» **YOUR ASSIGNMENT**
Show each line of the records that contains the word "rough", copied in full.

» **RECORDED DATA**
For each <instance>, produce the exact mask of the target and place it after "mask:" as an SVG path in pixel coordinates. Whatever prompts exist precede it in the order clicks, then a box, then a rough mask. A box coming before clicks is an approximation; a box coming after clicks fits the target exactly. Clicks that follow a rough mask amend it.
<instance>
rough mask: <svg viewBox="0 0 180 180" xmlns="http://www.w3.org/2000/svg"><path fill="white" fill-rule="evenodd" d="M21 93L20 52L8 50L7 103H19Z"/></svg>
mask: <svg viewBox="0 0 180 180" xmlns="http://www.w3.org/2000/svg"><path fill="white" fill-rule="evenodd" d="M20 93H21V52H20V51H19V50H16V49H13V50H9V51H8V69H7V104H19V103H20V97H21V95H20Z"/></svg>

--

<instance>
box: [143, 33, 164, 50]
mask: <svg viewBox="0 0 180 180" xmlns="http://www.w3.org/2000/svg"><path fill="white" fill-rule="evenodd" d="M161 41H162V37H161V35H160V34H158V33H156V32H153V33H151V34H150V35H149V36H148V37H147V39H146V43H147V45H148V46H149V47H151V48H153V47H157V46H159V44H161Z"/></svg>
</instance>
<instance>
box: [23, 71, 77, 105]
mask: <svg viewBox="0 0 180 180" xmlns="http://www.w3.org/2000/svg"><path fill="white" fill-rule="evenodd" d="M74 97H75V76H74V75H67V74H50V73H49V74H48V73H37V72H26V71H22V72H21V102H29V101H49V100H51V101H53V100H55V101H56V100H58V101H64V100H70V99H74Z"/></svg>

» **EXERCISE OUTPUT**
For each <instance>, produce the exact mask of the target and place it after "mask:" as an SVG path in pixel coordinates. Whatever prompts exist precede it in the order clicks, then a box, then a rough mask. A box coming before clicks is an approximation; a box coming after clicks fits the target exactly. Clicks that follow a rough mask amend it.
rough mask: <svg viewBox="0 0 180 180" xmlns="http://www.w3.org/2000/svg"><path fill="white" fill-rule="evenodd" d="M21 93L20 52L8 50L7 103H19Z"/></svg>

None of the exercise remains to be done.